━━ Extracted records ━━

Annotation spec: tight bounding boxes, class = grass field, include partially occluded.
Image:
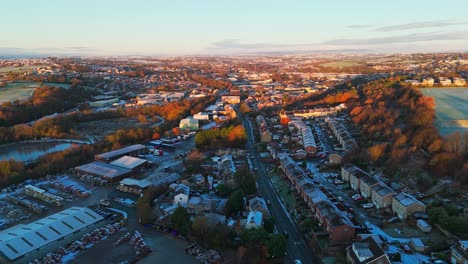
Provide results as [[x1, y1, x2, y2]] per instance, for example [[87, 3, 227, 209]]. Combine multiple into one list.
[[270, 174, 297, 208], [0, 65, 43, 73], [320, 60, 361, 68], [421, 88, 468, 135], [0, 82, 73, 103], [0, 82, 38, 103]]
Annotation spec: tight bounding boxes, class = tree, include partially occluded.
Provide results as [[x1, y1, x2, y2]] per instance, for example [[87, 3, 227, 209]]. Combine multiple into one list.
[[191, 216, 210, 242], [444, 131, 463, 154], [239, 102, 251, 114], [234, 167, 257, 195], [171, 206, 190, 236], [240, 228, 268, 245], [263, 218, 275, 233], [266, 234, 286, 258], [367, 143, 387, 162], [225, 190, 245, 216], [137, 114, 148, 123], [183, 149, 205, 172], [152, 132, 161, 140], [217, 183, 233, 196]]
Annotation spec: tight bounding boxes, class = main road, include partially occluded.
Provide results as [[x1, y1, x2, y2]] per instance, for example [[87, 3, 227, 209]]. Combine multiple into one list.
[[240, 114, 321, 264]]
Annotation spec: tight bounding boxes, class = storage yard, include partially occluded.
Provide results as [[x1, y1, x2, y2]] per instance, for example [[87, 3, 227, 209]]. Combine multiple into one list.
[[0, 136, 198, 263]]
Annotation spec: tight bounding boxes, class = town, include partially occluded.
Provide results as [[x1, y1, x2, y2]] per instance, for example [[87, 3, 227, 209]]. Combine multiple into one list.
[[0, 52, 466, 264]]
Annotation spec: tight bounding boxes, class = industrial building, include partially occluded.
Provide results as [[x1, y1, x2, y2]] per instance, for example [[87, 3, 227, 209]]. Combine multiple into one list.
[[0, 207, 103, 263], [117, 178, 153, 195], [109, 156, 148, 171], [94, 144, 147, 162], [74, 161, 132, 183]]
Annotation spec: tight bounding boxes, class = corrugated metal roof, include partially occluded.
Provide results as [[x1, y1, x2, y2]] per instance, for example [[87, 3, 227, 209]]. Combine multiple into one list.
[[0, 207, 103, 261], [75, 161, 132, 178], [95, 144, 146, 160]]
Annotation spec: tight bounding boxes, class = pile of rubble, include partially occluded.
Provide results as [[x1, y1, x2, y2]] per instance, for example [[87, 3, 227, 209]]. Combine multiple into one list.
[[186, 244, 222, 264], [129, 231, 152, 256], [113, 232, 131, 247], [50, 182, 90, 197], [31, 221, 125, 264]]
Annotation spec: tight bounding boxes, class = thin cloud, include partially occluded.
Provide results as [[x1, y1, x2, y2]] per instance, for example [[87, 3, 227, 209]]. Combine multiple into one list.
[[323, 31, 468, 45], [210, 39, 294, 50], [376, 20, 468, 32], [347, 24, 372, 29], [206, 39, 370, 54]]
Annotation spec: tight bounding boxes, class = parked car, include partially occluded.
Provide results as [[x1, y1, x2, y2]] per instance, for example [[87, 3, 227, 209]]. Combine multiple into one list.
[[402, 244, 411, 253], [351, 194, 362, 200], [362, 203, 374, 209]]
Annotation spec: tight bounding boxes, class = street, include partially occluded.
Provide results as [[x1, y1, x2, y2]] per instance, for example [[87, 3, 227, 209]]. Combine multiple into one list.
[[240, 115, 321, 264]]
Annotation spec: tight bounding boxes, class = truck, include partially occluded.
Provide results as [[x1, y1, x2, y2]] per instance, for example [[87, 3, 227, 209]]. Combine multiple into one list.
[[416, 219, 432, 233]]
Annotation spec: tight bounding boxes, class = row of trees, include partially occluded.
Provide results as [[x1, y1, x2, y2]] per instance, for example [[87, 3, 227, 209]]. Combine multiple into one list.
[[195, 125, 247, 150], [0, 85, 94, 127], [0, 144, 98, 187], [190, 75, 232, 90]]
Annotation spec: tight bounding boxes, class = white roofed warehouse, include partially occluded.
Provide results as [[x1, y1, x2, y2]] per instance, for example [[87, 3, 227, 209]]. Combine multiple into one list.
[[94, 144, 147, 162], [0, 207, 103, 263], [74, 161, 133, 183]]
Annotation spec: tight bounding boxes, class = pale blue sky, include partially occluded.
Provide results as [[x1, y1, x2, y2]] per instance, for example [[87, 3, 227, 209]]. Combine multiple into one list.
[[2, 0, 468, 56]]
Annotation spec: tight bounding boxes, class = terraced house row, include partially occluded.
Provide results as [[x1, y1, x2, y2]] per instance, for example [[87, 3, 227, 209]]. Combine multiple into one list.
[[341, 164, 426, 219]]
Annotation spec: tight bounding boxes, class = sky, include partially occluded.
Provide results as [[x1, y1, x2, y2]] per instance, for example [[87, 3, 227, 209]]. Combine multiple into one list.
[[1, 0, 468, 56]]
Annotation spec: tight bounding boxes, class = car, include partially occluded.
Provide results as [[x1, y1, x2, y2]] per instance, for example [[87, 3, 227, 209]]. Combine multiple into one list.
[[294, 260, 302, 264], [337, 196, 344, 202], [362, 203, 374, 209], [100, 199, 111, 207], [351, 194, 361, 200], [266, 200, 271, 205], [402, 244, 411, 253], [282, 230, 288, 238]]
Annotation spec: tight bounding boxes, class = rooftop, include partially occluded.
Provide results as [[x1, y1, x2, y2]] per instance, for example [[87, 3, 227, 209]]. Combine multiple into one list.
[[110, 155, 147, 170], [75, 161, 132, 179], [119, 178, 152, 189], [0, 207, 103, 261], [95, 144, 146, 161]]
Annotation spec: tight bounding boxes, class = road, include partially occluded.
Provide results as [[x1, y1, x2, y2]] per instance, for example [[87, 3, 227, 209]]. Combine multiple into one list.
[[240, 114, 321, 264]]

━━━
━━ Extracted records ━━

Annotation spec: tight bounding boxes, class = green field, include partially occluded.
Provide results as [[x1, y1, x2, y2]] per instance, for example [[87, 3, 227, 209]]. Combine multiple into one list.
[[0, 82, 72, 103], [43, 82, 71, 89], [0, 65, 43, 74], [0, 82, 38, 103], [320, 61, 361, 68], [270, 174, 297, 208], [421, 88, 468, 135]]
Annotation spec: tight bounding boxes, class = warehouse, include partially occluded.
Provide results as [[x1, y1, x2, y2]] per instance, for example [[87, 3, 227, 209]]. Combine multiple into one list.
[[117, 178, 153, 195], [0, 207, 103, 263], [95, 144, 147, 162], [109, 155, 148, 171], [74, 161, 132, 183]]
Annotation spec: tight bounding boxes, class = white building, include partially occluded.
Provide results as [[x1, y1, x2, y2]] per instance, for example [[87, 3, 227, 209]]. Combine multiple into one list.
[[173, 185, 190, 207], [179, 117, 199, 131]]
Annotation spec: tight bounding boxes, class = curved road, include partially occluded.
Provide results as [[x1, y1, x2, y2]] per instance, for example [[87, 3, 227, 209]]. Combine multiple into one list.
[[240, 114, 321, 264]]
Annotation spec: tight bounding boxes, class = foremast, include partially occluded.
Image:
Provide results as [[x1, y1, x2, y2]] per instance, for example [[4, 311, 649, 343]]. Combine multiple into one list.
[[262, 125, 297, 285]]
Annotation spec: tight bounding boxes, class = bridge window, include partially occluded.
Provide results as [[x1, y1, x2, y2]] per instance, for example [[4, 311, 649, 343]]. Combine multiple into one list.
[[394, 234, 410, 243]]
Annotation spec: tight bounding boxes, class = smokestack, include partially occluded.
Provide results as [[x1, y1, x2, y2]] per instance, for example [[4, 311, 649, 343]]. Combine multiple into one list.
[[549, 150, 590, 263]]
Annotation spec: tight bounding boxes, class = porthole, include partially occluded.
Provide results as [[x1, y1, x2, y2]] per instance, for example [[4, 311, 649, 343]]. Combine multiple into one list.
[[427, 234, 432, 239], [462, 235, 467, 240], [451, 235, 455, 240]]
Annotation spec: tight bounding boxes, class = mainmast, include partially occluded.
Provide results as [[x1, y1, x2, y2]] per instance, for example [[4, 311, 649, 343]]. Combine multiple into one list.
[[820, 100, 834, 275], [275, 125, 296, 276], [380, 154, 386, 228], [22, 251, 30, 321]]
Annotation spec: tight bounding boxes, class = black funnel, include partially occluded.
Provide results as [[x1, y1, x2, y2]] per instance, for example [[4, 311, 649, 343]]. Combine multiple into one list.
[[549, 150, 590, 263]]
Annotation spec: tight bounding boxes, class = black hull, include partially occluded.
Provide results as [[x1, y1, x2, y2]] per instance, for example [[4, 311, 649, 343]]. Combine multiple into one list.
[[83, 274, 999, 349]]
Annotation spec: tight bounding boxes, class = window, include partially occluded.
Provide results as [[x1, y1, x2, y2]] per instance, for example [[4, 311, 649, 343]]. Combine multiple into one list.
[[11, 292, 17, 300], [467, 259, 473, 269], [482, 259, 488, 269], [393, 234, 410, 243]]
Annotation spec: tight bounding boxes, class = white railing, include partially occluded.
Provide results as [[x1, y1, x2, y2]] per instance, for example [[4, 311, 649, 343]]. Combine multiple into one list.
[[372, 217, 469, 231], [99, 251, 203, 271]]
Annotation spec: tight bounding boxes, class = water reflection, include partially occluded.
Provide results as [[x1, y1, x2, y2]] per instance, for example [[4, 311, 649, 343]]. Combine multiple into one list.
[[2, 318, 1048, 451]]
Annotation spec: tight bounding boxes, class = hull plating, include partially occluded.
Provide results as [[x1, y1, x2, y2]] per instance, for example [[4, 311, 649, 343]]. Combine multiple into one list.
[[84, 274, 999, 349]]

━━━

:: Problem to work on ::
Leaving each picture behind, please give again exactly the lines above from the one with "Annotation spec: tight bounding boxes, class = grass" through the one with "Annotation spec: tight bounding boxes, class = tree, include", both included, and no others.

:: The answer ::
Annotation spec: tight bounding boxes, class = grass field, include partially occluded.
Image:
Provide results as [[x1, y1, x2, y2]] per instance, for example [[87, 3, 227, 209]]. Combine multiple into one list.
[[270, 174, 297, 208], [0, 65, 43, 73], [320, 60, 361, 68], [421, 88, 468, 135], [0, 82, 73, 103], [0, 82, 38, 103]]
Annotation spec: tight bounding boxes, class = tree, include partially occluded.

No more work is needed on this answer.